- DATA PROVIDED:
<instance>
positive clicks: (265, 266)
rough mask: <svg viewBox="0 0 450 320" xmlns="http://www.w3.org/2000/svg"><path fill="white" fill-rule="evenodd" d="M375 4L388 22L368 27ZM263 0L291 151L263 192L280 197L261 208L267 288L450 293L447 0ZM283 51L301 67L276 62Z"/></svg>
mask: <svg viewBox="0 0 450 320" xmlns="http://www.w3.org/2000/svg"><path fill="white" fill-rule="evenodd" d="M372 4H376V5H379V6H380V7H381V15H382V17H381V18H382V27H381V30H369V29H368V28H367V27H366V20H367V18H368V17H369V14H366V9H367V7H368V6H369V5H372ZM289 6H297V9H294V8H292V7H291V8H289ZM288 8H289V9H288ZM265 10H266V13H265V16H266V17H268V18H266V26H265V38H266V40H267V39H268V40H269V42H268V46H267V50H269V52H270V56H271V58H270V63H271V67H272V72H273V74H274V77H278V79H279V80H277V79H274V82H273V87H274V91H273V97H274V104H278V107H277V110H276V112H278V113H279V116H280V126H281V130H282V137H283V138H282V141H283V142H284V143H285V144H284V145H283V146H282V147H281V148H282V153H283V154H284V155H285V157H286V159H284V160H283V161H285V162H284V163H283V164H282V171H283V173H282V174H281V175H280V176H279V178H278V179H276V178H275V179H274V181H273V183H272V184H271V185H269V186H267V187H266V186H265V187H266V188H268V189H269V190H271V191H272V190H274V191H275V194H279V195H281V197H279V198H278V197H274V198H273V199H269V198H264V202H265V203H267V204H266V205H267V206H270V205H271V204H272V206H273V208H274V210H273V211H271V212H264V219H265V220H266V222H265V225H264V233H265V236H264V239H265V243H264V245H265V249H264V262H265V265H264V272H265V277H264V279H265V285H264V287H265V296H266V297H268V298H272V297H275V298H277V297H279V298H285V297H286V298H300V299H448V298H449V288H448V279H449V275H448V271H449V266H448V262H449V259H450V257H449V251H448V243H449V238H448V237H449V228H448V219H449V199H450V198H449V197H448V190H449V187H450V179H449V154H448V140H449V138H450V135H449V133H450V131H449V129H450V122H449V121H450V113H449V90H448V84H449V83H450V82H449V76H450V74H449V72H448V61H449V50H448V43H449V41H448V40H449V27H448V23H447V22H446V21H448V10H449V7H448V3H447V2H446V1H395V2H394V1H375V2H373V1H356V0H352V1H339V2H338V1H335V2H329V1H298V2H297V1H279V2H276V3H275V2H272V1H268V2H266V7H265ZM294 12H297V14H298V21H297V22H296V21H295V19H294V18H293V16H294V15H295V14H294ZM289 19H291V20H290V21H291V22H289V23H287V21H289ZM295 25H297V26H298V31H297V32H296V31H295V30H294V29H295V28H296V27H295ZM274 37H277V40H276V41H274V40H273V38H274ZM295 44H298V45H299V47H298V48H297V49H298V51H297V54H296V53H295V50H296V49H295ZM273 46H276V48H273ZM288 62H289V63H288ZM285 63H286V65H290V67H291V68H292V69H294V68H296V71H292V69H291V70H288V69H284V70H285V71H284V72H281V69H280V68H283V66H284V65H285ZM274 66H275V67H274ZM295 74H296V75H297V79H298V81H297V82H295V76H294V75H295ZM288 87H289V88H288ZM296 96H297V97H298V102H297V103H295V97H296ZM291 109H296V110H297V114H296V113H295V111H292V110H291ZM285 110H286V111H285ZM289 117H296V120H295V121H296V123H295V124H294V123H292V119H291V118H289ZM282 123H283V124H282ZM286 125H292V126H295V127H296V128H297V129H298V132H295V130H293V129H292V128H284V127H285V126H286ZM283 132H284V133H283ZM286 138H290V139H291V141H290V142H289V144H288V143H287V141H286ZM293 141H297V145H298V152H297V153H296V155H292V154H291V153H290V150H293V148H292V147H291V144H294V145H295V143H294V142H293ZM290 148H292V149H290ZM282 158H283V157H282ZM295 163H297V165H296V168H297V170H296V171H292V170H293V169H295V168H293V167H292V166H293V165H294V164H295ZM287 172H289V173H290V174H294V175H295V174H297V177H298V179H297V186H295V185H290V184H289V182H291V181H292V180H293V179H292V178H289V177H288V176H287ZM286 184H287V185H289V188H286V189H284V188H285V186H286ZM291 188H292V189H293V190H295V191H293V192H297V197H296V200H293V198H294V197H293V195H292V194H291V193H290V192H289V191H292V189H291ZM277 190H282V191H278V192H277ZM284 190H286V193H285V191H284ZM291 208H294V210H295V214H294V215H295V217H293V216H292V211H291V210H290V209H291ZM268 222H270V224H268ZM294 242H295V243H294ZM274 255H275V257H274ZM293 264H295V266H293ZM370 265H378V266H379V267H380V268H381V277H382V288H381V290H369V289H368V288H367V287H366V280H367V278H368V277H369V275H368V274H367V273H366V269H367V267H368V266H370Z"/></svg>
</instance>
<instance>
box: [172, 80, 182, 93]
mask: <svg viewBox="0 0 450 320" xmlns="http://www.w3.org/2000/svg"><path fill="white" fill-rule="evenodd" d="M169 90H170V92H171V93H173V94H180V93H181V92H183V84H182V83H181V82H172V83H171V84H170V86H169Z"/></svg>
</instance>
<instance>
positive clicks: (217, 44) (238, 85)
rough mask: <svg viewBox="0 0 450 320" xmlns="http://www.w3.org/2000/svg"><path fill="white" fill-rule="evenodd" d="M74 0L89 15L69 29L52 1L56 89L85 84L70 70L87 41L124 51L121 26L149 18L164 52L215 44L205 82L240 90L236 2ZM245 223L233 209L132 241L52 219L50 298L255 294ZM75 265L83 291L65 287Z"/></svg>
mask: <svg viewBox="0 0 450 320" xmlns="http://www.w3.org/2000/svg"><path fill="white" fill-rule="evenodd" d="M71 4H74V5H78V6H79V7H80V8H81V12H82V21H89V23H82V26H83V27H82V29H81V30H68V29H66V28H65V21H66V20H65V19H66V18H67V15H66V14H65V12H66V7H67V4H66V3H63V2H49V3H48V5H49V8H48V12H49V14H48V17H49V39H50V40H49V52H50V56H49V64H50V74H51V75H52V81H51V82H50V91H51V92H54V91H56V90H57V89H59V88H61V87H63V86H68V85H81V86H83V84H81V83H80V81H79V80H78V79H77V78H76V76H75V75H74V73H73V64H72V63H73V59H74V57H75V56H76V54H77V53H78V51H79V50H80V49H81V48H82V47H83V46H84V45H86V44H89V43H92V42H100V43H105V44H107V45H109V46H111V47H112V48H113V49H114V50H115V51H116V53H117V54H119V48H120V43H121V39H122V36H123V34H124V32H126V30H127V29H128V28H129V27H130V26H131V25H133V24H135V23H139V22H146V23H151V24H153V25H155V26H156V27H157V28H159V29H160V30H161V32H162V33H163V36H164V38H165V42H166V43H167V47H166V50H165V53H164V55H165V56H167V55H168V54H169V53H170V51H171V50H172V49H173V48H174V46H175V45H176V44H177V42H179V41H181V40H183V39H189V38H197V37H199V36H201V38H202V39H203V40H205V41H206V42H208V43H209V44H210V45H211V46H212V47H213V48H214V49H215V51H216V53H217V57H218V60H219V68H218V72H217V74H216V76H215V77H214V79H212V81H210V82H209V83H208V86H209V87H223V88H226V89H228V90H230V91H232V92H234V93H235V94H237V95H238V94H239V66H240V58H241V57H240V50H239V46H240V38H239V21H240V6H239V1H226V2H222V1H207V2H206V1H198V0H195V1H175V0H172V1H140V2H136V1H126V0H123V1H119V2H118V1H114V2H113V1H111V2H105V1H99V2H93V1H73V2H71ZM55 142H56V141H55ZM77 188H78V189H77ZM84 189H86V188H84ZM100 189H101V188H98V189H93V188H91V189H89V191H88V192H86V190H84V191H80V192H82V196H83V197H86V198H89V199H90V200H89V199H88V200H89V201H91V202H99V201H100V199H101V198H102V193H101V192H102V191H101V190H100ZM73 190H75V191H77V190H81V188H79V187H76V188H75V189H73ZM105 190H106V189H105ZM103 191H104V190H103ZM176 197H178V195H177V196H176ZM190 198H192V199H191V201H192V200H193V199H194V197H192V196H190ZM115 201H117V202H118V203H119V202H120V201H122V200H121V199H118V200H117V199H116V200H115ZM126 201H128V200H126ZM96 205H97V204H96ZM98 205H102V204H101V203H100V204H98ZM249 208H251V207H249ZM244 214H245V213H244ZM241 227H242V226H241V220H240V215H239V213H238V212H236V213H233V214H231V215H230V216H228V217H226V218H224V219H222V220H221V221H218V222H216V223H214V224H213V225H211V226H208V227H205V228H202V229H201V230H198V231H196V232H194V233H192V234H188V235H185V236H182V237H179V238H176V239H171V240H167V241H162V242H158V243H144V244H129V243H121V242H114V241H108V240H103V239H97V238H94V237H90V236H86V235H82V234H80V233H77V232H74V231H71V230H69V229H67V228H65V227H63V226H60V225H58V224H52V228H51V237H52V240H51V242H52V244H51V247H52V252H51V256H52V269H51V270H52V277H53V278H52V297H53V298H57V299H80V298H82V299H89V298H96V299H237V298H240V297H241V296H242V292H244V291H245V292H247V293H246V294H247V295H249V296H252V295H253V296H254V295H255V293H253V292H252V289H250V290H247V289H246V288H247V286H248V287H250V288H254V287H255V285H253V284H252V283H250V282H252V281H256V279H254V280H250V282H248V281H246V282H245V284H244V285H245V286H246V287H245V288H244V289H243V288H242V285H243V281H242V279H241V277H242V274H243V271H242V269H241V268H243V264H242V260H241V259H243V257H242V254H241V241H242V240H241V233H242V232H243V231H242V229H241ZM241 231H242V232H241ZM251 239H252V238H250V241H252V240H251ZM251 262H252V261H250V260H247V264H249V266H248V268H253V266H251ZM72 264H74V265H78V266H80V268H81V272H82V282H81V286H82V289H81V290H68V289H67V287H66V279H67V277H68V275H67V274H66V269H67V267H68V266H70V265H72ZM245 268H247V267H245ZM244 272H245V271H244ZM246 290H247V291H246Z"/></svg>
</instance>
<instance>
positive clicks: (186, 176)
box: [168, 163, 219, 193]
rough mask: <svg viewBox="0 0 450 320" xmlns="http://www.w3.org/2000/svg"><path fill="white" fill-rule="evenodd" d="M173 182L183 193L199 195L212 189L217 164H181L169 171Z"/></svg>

- YOUR TASK:
Can you echo the items line for line, from the very first line through the line that contains "4L388 22L368 27ZM263", and include that line?

- WORKED SOLUTION:
<instance>
positive clicks: (265, 266)
rough mask: <svg viewBox="0 0 450 320" xmlns="http://www.w3.org/2000/svg"><path fill="white" fill-rule="evenodd" d="M375 4L388 22L368 27ZM263 0L291 151L263 192L280 197L261 208L267 288L450 293L447 0ZM283 51L301 67L276 62Z"/></svg>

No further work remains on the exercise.